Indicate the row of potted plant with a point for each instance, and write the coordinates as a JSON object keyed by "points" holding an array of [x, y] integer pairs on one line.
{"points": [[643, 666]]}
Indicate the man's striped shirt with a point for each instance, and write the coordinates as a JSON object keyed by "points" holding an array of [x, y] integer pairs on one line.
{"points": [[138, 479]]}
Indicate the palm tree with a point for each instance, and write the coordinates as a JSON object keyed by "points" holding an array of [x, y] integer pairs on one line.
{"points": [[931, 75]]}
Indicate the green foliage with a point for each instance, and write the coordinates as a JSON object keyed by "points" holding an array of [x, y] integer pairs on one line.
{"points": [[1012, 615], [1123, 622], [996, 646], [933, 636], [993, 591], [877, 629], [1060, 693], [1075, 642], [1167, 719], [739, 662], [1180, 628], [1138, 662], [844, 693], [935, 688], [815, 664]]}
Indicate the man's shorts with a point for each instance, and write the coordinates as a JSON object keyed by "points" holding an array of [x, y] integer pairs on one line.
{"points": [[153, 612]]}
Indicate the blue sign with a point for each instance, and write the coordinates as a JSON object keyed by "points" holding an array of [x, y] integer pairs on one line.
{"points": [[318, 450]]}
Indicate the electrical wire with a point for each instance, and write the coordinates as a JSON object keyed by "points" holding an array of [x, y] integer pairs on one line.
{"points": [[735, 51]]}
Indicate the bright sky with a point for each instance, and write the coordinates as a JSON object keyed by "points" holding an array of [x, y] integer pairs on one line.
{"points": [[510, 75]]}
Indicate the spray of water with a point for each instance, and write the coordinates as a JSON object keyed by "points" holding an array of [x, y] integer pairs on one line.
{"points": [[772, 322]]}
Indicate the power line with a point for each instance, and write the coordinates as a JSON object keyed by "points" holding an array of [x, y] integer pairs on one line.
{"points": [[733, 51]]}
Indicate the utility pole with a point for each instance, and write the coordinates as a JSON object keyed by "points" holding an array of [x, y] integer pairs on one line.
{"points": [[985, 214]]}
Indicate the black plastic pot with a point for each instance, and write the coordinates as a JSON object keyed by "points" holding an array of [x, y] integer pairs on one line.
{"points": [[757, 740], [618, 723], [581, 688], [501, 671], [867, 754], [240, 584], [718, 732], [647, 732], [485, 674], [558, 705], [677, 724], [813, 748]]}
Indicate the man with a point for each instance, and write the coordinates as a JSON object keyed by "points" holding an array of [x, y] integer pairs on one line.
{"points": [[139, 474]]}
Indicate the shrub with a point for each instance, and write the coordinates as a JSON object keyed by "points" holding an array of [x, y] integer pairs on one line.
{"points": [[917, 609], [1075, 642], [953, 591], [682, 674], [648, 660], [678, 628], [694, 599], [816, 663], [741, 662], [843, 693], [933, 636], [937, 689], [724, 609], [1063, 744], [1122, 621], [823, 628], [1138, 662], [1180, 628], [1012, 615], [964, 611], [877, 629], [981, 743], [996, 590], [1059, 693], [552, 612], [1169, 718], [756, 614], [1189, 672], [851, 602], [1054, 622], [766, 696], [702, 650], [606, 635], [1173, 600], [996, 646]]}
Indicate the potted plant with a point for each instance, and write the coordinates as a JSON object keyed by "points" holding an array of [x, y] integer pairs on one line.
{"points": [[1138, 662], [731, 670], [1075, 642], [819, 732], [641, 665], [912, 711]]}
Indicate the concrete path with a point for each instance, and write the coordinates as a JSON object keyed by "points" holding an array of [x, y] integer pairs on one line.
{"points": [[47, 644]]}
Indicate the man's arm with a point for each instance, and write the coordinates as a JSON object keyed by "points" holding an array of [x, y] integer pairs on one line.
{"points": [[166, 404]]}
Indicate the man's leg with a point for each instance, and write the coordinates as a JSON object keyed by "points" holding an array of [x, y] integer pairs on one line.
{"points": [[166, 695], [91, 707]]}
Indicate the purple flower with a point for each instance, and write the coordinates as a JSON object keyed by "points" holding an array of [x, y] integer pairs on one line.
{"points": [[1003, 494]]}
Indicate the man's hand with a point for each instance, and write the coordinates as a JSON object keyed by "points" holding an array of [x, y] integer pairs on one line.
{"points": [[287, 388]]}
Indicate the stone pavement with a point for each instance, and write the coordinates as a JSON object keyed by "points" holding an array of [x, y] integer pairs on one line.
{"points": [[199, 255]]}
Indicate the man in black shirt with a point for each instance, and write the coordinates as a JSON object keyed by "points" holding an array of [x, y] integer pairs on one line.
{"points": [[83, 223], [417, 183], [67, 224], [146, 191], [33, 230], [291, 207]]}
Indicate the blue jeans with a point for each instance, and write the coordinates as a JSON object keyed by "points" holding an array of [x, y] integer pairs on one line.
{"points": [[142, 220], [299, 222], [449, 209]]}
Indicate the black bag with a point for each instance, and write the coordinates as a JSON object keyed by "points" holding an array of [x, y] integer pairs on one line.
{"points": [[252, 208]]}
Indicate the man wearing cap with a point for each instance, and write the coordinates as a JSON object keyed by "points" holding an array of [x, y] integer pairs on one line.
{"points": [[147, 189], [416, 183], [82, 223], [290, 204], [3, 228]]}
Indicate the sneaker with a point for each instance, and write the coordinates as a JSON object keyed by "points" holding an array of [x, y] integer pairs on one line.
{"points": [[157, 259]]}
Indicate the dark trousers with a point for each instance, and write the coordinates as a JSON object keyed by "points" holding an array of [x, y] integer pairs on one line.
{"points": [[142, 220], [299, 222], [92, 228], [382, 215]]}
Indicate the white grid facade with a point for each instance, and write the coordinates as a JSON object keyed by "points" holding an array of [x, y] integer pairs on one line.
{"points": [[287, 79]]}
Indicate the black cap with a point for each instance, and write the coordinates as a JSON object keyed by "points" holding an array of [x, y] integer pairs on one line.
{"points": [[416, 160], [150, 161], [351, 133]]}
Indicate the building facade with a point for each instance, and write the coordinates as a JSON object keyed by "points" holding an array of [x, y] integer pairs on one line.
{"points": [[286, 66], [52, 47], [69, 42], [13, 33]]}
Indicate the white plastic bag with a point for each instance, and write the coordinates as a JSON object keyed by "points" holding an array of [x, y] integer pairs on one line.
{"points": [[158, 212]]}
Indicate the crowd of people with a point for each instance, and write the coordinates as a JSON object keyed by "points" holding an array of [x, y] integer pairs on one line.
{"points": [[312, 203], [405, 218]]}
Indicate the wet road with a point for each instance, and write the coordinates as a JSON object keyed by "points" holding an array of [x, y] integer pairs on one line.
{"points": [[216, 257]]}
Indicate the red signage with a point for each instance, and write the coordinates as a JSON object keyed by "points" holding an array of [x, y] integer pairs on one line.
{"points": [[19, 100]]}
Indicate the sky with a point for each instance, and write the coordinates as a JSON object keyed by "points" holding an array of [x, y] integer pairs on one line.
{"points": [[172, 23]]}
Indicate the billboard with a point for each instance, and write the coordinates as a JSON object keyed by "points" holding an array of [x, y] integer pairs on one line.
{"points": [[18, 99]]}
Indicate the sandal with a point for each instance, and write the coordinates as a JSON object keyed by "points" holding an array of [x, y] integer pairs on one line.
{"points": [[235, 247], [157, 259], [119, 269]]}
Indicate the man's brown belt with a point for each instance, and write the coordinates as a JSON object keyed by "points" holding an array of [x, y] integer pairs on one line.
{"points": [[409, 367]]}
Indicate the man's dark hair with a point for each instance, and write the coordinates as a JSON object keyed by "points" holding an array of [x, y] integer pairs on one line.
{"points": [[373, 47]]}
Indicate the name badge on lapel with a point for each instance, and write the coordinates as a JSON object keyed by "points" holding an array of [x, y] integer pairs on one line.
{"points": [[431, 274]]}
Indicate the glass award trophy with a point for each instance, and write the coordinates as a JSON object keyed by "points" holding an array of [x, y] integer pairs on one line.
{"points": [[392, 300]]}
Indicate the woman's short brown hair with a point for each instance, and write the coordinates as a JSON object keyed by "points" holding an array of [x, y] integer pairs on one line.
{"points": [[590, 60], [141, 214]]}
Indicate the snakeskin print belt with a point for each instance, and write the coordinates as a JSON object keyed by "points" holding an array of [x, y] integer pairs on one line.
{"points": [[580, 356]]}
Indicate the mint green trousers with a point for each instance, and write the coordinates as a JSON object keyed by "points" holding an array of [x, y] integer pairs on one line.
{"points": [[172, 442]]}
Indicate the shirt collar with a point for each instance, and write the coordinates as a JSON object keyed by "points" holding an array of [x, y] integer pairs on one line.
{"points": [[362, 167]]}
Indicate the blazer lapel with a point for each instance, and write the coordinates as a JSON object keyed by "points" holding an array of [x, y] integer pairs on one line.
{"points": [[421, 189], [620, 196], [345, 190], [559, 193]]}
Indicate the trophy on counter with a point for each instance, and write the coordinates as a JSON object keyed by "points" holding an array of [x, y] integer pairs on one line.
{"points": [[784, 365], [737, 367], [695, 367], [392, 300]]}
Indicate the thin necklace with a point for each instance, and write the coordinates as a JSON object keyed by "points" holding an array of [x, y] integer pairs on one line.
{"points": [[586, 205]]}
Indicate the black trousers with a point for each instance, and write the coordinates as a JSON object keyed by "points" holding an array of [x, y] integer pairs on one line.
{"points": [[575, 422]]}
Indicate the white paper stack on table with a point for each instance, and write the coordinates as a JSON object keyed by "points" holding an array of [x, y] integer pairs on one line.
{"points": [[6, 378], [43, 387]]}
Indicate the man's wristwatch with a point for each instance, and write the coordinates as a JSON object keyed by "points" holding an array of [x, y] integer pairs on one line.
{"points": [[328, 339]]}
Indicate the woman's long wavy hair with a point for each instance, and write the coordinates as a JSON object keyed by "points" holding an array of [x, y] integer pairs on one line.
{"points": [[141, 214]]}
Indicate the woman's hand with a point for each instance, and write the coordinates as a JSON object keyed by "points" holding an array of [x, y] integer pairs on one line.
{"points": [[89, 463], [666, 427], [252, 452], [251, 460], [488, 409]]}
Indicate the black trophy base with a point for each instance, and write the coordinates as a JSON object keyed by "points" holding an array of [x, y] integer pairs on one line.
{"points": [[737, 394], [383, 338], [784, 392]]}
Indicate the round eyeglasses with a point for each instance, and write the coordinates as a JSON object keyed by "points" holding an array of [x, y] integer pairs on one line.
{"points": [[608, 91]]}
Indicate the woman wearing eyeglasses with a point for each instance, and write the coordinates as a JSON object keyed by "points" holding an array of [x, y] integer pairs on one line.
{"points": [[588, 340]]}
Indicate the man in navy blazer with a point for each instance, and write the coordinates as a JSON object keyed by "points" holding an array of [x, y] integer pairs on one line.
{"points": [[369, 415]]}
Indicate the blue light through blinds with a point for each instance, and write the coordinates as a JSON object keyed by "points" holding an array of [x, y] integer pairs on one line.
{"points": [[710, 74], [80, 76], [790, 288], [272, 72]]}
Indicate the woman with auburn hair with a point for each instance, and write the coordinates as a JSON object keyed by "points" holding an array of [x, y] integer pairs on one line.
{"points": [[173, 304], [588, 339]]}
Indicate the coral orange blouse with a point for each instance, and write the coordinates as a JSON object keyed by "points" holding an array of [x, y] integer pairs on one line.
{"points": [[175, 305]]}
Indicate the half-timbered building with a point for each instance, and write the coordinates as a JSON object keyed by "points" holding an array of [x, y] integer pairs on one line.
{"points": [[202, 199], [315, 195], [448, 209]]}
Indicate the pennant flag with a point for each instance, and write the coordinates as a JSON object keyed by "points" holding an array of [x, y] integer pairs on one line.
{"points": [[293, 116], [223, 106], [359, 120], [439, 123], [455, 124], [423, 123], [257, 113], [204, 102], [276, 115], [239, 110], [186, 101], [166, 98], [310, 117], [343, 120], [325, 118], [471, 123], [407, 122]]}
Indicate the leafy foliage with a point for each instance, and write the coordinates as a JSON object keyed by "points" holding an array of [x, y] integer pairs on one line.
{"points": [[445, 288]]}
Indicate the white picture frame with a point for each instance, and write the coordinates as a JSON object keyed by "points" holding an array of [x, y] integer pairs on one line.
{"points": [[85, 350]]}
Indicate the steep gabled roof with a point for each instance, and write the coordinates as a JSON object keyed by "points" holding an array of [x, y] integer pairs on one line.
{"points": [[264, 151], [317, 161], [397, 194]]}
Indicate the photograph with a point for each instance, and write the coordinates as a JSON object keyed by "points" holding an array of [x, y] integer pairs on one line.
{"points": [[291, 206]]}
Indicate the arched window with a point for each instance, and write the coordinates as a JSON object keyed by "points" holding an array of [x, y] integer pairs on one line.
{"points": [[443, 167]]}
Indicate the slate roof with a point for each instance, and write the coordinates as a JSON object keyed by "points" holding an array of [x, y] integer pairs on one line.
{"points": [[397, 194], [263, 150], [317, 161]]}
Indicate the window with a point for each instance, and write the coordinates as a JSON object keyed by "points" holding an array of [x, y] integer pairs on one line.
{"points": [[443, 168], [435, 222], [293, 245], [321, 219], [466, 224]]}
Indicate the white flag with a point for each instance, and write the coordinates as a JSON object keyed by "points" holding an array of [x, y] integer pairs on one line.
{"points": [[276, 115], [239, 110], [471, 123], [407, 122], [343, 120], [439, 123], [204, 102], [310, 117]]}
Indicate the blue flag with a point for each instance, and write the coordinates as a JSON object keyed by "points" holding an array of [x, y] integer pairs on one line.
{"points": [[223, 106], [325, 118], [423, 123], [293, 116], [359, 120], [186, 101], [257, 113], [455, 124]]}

■ OBJECTIVE
Reproduce only the lines running from the one with "Indicate the steep" through the final line of the listing above, both ends included.

■ COMPLETE OUTPUT
Indicate the steep gabled roof with a point for each instance, and write the coordinates as a JSON object keyed by "points" holding an array of [x, y] integer pairs on one line.
{"points": [[264, 151], [317, 161], [397, 194]]}
Indicate the photograph with a point for each instance, and write the coordinates as a JSON object keyed by "points" holding an array of [x, y] integer pairs on one line.
{"points": [[291, 206]]}
Indicate the arched window with a point for each instance, and write the coordinates as a JSON object keyed by "points" holding an array of [x, y] integer pairs on one line.
{"points": [[443, 167]]}
Indicate the slate roof with a point for each instance, and write the coordinates as a JSON object keyed by "points" holding an array of [x, y] integer pairs on one line.
{"points": [[397, 194], [263, 150], [317, 161]]}
Indicate the window with a point for each instance, and write the coordinates as a JSON object keyed by "points" holding an array of [x, y] integer pairs on one line.
{"points": [[443, 168], [435, 222], [293, 245], [321, 219], [466, 224]]}
Indicate the white flag with a point for each instance, and write the coordinates as a JSON object keyed by "points" holding an array of [x, y] integer pairs on one line.
{"points": [[276, 115], [239, 110], [471, 123], [407, 122], [343, 120], [439, 123], [204, 102], [310, 117]]}
Indicate the blue flag with a point for each instance, and write the coordinates as a JSON object keyed by "points" holding an array of [x, y] integer pairs on one line.
{"points": [[223, 106], [325, 118], [423, 123], [293, 116], [359, 120], [186, 101], [257, 113], [455, 124]]}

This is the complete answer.